┌─ VORLIEGENDER TEXT

Klimaarchive aus dem Meer
Erst wenn wir die Ozean- und Klimaprozesse der Vergangenheit nachvollziehen können, sind auch begründete Aussagen für die Zukunft möglich. Kontinuierliche und verlässliche instrumentelle Messreihen, selbst von so einfachen Parametern wie Luft- und Wassertemperaturen, gibt es maximal für die letzten 150 Jahre. Viel zu kurz, um Auskunft über langfristige Klimaentwicklungen geben zu können, denn diese spielen sich über Jahrhunderte, Jahrtausende oder gar Jahrmillionen ab. Um an die Daten der Vergangenheit zu gelangen, entnehmen Klimaforscher:innen Proben aus verschiedenen Klimaarchiven der Natur, aus denen die Umweltbedingungen vergangener Zeiten wie Temperatur, Schwankungen des Meeresspiegels oder die Zusammensetzung der Luft und des Ozeans abgeleitet werden können.

└─

> [ARBEITSAUFTRAG]: Nenne alle Zeiträume, über die sich laut dem Text über Klimaarchive aus dem Meer langfristige Klimaentwicklungen abspielen.

┌─ DATENABSCHNITT

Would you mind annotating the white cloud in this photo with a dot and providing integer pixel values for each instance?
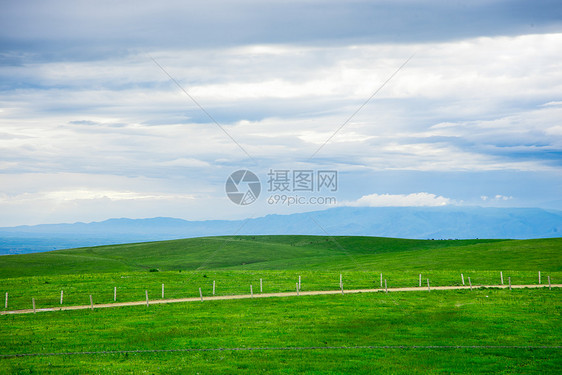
(400, 200)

└─

> [ERWARTETE ANTWORT]: Jahrhunderte, Jahrtausende, Jahrmillionen